(Source records)
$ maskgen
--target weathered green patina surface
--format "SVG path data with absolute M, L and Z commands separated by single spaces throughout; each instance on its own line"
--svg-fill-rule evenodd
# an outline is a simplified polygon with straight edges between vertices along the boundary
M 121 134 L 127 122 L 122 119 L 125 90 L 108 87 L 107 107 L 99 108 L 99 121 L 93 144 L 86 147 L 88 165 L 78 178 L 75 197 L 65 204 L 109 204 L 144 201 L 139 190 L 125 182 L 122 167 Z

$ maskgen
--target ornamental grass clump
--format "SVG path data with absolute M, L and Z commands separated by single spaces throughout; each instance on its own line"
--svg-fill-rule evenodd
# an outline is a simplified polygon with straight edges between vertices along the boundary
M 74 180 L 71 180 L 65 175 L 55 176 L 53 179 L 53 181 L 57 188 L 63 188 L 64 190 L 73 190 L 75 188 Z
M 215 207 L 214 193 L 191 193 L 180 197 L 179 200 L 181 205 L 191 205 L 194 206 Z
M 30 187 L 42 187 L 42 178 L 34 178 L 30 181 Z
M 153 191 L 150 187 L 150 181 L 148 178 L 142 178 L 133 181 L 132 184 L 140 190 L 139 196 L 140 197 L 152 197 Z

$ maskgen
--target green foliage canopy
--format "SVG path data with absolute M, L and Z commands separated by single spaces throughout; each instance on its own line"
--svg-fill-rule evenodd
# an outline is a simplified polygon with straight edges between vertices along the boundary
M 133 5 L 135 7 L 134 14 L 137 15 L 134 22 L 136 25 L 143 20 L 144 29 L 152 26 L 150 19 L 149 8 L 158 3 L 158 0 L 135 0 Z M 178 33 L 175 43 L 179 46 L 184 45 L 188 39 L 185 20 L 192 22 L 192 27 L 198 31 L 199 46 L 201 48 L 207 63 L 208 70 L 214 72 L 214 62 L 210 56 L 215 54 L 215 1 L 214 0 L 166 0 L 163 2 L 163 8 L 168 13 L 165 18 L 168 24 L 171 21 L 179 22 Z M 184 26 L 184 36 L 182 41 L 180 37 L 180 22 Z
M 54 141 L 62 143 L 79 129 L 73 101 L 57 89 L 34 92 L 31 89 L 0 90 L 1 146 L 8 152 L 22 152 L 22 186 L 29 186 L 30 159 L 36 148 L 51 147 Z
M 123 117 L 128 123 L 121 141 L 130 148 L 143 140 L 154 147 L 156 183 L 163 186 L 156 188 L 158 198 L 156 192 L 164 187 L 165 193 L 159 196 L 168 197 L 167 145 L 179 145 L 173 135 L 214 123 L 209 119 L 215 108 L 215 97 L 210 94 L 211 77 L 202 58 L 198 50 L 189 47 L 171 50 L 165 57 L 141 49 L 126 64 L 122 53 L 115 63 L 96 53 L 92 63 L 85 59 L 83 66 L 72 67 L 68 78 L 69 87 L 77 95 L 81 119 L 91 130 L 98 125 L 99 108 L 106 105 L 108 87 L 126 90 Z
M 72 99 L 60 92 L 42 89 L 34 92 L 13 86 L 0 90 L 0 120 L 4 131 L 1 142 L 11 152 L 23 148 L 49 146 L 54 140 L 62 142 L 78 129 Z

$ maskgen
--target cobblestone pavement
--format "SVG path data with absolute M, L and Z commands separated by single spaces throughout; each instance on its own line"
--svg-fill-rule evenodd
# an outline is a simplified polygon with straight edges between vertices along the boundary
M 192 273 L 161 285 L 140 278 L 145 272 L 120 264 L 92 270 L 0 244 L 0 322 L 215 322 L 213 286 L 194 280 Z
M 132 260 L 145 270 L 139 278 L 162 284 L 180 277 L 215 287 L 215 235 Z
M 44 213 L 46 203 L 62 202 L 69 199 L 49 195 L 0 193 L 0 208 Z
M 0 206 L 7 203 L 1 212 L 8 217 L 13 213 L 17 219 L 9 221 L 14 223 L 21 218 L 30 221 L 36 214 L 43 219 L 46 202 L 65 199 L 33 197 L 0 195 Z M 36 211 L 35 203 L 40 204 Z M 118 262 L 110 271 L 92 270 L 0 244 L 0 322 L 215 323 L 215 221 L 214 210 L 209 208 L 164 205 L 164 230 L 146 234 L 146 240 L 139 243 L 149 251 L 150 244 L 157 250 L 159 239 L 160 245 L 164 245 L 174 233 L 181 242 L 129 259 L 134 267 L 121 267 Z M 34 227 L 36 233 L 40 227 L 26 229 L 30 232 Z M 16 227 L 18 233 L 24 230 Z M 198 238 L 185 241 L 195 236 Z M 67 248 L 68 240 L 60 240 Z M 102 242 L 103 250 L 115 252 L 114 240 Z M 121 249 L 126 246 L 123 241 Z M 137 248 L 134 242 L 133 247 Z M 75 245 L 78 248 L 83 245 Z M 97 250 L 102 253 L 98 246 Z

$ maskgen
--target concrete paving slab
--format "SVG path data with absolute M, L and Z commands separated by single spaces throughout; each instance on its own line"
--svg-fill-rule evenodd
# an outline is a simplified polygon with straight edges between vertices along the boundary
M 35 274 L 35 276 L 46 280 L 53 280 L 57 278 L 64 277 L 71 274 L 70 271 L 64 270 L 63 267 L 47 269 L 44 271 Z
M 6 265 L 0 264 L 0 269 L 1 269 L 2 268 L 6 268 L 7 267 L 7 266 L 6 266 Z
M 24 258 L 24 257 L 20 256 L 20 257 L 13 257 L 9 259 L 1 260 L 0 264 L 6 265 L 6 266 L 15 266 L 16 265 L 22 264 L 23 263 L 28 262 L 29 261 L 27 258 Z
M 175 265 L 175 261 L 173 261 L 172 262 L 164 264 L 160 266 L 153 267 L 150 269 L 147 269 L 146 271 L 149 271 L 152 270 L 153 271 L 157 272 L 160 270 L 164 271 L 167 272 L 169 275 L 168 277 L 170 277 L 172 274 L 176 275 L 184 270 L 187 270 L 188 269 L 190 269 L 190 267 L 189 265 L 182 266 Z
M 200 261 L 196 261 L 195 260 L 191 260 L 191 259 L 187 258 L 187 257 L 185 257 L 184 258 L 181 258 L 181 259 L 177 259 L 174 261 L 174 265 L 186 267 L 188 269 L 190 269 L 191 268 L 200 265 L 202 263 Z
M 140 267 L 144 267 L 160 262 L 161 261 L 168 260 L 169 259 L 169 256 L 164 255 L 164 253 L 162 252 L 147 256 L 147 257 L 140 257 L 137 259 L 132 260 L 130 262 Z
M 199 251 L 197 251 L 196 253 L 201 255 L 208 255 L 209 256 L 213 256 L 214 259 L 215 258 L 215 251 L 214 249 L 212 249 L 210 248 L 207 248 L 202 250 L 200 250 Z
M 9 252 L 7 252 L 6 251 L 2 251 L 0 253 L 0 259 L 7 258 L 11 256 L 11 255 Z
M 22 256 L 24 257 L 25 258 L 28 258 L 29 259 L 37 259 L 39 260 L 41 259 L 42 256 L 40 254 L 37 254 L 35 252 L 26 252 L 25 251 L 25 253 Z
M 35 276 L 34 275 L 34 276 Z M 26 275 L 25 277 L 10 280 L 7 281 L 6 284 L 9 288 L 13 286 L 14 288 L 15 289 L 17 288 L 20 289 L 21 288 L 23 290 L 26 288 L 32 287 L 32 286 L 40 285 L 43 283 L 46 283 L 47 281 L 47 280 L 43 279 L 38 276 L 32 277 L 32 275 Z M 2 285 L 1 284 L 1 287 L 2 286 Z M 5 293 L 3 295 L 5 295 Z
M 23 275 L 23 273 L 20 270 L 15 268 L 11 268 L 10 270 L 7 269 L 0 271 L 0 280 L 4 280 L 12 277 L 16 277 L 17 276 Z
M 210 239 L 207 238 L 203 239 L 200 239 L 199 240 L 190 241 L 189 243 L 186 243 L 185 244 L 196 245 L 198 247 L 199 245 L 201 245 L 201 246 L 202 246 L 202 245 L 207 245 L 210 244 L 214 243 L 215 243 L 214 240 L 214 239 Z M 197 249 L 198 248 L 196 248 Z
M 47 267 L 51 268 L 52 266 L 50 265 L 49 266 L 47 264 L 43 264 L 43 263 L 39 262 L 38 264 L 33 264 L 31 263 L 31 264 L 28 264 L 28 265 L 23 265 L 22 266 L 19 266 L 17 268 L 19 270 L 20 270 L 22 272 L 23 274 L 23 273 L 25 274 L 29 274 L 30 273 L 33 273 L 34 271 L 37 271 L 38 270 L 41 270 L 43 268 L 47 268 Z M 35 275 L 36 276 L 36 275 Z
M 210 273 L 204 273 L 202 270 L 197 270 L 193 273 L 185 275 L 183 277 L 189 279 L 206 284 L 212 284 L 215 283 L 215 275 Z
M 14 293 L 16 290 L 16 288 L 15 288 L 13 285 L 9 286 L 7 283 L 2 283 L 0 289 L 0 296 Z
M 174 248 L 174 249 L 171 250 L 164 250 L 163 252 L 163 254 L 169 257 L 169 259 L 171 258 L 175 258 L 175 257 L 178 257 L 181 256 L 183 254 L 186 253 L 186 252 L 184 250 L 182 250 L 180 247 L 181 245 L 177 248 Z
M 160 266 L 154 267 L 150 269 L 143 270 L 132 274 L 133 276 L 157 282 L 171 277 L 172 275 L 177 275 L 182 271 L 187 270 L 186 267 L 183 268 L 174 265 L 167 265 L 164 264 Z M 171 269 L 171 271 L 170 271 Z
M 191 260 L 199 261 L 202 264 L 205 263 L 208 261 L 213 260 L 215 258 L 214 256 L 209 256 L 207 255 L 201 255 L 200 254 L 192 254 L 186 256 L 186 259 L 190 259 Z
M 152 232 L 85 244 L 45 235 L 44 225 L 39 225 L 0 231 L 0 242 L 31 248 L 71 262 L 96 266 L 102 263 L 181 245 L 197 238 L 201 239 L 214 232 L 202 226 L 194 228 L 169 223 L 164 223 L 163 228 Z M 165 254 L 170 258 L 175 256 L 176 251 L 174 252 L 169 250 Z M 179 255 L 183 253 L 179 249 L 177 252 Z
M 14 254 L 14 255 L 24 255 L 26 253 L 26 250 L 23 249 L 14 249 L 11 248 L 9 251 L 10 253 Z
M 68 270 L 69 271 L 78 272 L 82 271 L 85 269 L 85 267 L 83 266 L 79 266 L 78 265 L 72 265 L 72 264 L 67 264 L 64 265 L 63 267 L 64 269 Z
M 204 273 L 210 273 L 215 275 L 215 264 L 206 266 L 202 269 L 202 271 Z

WHAT THE EXERCISE ASKS: Please copy, word for word, the stretch from the start of the rows through the line that contains "M 153 191 L".

EXPECTED ANSWER:
$ maskgen
--target weathered green patina surface
--format "SVG path data with absolute M, L and Z commands separated by single spaces throughout; each instance on its own line"
--svg-fill-rule evenodd
# an outline is a simplified polygon with straight edges between vertices along the boundary
M 121 134 L 127 122 L 122 119 L 125 90 L 108 87 L 107 107 L 99 108 L 99 121 L 93 144 L 86 147 L 88 165 L 78 178 L 75 197 L 65 204 L 109 204 L 144 201 L 139 190 L 125 182 L 122 167 Z

$ maskgen
--target ornamental grass clump
--format "SVG path data with absolute M, L and Z commands separated by single spaces throughout; each instance on its own line"
--svg-fill-rule evenodd
# an outline is a simplified polygon with straight edges between vertices along the boundary
M 74 180 L 71 180 L 65 175 L 55 176 L 53 179 L 53 181 L 57 188 L 63 188 L 64 190 L 73 190 L 75 188 Z
M 215 207 L 214 193 L 191 193 L 180 197 L 179 200 L 181 205 L 191 205 L 194 206 Z
M 30 187 L 42 187 L 42 178 L 34 178 L 30 181 Z
M 153 191 L 150 187 L 150 181 L 148 178 L 142 178 L 133 181 L 132 184 L 140 190 L 139 196 L 140 197 L 152 197 Z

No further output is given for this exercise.